(Exercise data begins)

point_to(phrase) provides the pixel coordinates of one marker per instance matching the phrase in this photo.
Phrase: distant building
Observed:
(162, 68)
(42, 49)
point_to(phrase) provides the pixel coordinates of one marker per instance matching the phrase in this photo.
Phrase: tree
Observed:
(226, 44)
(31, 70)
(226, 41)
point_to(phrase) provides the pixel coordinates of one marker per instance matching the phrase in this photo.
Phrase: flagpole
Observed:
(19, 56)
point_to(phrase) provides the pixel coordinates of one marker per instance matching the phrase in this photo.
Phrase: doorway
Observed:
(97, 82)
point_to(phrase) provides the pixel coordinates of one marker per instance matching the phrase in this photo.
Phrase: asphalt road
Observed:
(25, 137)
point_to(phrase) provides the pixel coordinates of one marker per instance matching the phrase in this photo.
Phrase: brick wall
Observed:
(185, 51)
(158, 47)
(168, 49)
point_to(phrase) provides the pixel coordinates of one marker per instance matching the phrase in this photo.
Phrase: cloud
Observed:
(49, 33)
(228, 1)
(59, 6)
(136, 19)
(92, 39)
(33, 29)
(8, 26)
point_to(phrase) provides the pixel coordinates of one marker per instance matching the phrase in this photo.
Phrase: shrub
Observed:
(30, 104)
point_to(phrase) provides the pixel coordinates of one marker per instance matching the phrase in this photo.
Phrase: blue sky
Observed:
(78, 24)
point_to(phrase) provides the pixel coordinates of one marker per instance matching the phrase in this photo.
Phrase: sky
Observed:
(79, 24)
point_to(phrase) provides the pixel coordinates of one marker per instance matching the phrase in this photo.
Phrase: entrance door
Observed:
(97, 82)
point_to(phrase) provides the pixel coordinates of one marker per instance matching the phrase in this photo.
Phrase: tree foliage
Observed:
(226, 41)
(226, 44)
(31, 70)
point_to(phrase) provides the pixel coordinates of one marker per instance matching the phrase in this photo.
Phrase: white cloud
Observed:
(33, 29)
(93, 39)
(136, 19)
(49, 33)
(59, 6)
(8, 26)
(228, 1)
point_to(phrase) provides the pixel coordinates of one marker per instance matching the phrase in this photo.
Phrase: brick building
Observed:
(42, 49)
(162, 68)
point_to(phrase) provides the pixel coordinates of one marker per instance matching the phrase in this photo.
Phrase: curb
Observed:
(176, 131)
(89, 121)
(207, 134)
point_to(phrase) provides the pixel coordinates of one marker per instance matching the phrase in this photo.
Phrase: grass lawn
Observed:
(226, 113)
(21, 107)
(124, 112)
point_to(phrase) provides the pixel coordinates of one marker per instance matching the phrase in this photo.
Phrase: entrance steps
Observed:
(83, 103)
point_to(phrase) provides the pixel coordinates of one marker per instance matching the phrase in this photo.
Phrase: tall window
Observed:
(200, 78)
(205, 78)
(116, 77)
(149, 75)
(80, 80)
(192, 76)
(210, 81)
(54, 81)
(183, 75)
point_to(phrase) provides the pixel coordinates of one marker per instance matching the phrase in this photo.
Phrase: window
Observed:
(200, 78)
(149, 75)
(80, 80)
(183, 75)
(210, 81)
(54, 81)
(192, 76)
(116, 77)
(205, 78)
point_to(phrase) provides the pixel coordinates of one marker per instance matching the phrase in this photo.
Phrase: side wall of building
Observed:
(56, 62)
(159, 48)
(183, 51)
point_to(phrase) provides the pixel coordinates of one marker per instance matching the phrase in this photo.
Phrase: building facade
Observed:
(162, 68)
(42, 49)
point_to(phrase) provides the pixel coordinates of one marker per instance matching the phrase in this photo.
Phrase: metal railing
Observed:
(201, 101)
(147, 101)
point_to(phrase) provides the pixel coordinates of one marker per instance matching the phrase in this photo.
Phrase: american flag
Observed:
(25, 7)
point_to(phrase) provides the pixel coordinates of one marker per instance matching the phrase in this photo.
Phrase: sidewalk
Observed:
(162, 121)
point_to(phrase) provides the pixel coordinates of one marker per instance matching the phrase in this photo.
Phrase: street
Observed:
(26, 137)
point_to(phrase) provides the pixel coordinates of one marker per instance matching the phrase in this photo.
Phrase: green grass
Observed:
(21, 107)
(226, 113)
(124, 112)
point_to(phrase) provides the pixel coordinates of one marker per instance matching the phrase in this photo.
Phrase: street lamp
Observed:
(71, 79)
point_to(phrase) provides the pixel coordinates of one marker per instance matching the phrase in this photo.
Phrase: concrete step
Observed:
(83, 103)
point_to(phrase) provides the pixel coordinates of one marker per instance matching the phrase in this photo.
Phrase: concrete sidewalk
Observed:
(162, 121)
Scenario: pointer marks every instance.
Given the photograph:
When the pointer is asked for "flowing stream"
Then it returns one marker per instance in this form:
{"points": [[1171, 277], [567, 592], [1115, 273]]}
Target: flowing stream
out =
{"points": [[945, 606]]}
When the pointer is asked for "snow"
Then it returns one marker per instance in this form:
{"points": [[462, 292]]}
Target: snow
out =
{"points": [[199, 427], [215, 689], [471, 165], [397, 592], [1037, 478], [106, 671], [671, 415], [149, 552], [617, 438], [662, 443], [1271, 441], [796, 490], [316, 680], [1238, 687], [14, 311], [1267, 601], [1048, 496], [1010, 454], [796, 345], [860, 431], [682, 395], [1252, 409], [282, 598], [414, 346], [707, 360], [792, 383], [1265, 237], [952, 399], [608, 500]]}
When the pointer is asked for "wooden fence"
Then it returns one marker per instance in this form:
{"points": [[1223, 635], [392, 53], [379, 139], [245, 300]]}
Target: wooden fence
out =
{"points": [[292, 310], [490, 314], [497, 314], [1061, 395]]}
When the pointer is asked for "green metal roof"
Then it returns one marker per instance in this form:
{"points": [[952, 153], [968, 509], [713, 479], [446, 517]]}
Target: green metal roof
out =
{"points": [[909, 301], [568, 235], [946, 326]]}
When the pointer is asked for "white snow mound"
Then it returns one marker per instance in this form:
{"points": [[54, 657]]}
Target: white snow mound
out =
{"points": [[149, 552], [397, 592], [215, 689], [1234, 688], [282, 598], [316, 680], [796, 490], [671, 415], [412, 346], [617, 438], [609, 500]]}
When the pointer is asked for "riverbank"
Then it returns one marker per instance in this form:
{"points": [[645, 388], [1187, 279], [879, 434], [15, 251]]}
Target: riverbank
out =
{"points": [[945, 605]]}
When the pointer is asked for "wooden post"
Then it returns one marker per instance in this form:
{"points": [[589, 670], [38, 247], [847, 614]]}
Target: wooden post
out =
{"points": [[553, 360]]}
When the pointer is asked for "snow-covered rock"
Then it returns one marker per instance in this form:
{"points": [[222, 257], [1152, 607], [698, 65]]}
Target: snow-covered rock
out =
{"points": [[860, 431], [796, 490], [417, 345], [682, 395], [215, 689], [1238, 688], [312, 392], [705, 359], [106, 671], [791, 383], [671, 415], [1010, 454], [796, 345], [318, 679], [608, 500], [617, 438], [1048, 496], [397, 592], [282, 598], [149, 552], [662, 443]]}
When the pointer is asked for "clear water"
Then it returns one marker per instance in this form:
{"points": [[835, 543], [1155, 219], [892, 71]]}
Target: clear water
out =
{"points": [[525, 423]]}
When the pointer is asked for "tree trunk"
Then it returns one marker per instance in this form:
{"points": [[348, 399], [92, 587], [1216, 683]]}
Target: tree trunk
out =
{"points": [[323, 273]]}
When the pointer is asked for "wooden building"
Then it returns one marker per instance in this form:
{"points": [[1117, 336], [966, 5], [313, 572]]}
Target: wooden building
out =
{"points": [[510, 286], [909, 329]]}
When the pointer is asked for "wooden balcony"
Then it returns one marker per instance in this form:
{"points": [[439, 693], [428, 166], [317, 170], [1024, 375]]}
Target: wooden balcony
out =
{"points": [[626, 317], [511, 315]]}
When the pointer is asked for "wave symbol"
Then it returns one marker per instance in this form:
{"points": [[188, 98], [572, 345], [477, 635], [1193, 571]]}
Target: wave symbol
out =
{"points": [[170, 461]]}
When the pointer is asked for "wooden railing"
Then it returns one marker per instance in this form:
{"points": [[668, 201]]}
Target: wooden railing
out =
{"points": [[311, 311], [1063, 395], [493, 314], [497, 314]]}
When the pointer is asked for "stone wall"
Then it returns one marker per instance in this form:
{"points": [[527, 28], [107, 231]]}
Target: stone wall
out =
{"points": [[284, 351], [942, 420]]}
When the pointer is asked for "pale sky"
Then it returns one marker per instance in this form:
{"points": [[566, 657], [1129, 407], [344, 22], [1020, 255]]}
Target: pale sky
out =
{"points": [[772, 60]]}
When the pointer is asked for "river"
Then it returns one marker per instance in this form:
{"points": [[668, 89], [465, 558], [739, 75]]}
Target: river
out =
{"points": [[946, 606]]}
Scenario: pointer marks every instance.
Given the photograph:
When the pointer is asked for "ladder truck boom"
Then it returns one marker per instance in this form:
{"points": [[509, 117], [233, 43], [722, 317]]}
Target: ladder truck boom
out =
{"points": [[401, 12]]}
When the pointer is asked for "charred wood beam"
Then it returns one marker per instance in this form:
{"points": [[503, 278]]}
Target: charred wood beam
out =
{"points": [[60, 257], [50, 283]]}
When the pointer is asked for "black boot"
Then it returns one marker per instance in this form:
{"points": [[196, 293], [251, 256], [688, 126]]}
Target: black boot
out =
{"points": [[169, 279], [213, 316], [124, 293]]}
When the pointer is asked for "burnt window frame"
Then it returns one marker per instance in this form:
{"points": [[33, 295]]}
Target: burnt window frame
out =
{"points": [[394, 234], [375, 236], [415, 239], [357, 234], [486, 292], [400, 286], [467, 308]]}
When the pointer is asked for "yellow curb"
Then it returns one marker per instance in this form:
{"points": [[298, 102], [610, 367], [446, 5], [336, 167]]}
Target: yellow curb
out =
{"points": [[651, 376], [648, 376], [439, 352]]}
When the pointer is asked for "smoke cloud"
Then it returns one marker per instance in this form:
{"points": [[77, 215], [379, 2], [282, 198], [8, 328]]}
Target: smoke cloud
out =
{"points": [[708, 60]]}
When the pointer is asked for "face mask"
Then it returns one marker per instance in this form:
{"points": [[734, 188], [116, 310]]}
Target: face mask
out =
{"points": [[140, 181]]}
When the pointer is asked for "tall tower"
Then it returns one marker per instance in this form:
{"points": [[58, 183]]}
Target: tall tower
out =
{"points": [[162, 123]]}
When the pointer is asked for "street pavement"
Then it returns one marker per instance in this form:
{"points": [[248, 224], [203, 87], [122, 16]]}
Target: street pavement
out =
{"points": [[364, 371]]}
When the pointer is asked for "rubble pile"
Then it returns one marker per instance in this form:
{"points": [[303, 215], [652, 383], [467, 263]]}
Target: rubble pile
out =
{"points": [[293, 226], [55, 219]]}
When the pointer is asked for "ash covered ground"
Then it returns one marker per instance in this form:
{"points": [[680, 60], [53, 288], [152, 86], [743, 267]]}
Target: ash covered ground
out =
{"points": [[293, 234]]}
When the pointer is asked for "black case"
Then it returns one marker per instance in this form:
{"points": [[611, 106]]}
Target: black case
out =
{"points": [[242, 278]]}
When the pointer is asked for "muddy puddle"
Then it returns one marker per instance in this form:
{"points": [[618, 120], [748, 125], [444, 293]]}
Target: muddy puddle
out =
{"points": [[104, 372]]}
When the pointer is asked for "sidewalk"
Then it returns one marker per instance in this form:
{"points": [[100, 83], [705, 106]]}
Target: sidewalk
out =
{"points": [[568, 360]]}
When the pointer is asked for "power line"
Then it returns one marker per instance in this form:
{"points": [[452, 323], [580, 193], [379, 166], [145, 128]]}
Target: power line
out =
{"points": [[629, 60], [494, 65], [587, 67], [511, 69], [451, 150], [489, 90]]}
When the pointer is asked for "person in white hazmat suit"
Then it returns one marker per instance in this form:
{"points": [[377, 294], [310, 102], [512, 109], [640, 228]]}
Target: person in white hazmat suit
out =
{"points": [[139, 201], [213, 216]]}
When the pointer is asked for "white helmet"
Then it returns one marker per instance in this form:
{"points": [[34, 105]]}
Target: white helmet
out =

(Exercise data ends)

Work task: Each line of the data in which the string "symbol" appears needs to be copied.

Completed task:
When the pointer is asked for "wave symbol"
Target: wave symbol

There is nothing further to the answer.